* [Written task 1]:
Please change "white kit" to "white uniform" in the records, covering the stretch from the line containing "Spot the dark trailer" through the end of the records, and return only those lines with everything else left as is.

- Born: Karnataka
- Education: Sir JJ School of Art
- Known for: Sculpture, Painting Video Performance Art
- Notable work: 'Of Bodies, Armor, and Cages', 2012
- Website: www.shakuntalakulkarni.com

= Shakuntala Kulkarni =

Indian contemporary artist

Shakuntala Kulkarni (born in Karnataka, 1950) is an Indian contemporary artist whose work highlights the plight of urban women and their spaces.

== Career ==
Trained at Sir JJ School of Art, MSU Baroda & SantiNiketan, Shakuntala Kulkarni explores sculpture, performance, new media and textiles. Working across mediums like glass, acrylic, cane and using video and photography to create installations, her most well known body of work is '‘Of Bodies, Armor, and Cages' created in 2012. This work has also been created as limited edition headgear for raising funds.

Her recent solo exhibition, 'Quieter than Silence' was shown at Chemould Prescott Road in 2023.

* [Written task 2]:
Pull out the full Shakuntala Kulkarni profile, word for word.

* [The data]:
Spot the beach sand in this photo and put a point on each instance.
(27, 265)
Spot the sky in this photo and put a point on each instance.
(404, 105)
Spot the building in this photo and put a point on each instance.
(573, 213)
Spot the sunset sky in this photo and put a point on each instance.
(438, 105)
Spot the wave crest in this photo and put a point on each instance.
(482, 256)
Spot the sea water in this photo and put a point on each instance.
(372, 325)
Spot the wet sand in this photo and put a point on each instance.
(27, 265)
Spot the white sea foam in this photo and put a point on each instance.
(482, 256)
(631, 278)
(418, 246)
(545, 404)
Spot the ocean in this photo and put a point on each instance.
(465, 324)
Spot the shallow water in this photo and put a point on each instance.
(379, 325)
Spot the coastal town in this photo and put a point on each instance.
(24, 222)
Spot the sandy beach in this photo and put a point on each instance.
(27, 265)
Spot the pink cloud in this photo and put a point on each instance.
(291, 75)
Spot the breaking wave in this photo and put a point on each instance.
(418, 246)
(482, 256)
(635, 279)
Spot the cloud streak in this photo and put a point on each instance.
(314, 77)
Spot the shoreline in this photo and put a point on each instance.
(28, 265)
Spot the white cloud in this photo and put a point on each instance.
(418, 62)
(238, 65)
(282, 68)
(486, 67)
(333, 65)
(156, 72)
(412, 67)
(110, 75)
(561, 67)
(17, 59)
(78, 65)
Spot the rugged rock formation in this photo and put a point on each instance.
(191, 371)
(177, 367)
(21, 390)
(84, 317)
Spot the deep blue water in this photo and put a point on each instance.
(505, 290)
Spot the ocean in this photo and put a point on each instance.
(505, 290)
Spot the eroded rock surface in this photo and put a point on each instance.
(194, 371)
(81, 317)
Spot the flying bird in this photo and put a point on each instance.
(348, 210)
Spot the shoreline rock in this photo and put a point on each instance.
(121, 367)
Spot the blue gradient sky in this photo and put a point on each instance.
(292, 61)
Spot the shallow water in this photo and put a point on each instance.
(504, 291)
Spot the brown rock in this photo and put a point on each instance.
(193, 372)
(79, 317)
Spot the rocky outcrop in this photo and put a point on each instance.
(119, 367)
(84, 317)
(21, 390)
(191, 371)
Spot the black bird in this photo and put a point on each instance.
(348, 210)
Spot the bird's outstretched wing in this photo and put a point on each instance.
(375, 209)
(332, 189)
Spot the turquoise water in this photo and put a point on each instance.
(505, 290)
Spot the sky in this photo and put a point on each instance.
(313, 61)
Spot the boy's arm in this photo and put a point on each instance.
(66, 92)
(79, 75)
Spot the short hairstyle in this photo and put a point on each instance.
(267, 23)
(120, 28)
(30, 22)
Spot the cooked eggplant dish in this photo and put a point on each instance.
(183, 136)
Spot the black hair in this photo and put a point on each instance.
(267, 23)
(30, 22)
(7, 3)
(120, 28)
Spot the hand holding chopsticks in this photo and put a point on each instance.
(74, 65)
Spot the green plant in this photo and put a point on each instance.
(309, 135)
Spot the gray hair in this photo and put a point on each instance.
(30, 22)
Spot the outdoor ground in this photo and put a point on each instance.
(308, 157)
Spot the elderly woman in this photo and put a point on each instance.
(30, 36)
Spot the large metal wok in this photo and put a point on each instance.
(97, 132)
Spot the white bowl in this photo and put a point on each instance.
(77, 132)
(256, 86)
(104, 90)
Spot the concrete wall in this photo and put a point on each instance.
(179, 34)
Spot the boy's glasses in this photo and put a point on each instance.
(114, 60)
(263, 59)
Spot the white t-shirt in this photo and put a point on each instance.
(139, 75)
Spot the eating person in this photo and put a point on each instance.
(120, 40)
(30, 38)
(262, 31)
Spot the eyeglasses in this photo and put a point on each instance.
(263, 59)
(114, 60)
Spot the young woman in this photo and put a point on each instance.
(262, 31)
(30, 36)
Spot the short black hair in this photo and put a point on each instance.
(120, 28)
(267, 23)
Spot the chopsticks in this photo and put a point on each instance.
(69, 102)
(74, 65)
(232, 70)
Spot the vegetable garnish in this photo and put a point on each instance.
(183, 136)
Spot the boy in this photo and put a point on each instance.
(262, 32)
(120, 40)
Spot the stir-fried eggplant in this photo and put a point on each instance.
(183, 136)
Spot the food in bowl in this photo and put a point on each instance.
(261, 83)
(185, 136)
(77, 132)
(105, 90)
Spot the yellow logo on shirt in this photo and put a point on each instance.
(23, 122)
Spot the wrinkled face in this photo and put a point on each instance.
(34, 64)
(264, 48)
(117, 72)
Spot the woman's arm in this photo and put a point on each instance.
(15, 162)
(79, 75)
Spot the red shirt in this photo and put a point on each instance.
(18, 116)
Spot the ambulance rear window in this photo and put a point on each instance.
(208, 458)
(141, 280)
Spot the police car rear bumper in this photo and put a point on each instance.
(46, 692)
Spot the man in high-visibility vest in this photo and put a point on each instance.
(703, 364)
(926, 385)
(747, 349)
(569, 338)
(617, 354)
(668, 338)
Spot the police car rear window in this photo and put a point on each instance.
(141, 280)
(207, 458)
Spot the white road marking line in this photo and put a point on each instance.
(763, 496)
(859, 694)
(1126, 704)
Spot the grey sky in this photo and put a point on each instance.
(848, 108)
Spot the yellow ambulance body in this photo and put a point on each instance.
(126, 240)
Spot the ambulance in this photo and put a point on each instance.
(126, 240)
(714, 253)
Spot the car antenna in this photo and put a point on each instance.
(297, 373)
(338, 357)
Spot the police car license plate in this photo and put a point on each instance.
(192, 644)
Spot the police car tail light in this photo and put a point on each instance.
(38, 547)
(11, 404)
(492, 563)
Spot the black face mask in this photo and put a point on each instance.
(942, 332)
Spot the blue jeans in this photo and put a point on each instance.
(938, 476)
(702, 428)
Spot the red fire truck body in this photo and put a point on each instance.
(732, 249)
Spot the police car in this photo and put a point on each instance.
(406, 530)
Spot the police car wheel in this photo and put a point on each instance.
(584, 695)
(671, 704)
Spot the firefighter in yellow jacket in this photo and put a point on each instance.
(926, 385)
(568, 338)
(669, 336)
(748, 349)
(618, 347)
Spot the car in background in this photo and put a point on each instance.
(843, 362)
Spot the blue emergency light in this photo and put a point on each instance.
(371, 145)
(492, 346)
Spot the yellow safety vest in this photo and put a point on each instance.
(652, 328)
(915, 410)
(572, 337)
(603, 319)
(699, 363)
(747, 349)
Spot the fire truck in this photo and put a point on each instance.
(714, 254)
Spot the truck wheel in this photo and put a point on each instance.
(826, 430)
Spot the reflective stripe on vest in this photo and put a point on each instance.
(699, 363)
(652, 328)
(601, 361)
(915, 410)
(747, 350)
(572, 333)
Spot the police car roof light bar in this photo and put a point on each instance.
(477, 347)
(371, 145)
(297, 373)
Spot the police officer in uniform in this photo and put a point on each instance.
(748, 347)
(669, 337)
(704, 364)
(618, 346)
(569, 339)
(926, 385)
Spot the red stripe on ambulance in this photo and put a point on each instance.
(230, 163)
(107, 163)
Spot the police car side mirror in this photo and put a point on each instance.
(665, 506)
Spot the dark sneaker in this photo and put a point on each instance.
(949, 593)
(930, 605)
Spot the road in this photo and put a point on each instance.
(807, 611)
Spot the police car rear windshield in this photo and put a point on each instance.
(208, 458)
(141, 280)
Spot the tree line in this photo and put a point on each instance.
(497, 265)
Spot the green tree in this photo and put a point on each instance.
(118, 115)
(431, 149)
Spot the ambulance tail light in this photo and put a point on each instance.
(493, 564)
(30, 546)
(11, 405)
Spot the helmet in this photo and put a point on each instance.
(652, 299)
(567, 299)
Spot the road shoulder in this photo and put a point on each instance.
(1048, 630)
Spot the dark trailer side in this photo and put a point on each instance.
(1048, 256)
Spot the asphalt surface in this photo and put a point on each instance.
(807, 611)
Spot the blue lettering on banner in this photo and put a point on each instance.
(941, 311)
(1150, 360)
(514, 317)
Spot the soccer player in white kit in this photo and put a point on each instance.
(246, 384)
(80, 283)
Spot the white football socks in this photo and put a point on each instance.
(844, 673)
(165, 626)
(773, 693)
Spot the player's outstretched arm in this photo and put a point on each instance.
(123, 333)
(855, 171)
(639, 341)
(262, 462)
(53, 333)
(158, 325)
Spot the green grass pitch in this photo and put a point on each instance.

* [Final result 1]:
Spot the dark trailer side in this photo and put a point on each instance.
(1048, 256)
Spot the asphalt surface in this photo and put a point on each instance.
(807, 611)
Spot the blue lettering on banner in this photo and put a point on each instance.
(941, 311)
(1150, 360)
(514, 317)
Spot the soccer player in white uniform in this photo and put a point on each instance.
(246, 384)
(80, 283)
Spot the white football socks in this photo and put a point on each instance.
(844, 673)
(165, 626)
(773, 693)
Spot the player's outstretched arm in this photo and put a point on each instance.
(123, 333)
(855, 171)
(639, 341)
(262, 462)
(53, 333)
(158, 325)
Spot the green grass pitch in this photo and put a point on each instance.

* [Final result 2]:
- Born: Karnataka
- Education: Sir JJ School of Art
- Known for: Sculpture, Painting Video Performance Art
- Notable work: 'Of Bodies, Armor, and Cages', 2012
- Website: www.shakuntalakulkarni.com

= Shakuntala Kulkarni =

Indian contemporary artist

Shakuntala Kulkarni (born in Karnataka, 1950) is an Indian contemporary artist whose work highlights the plight of urban women and their spaces.

== Career ==
Trained at Sir JJ School of Art, MSU Baroda & SantiNiketan, Shakuntala Kulkarni explores sculpture, performance, new media and textiles. Working across mediums like glass, acrylic, cane and using video and photography to create installations, her most well known body of work is '‘Of Bodies, Armor, and Cages' created in 2012. This work has also been created as limited edition headgear for raising funds.

Her recent solo exhibition, 'Quieter than Silence' was shown at Chemould Prescott Road in 2023.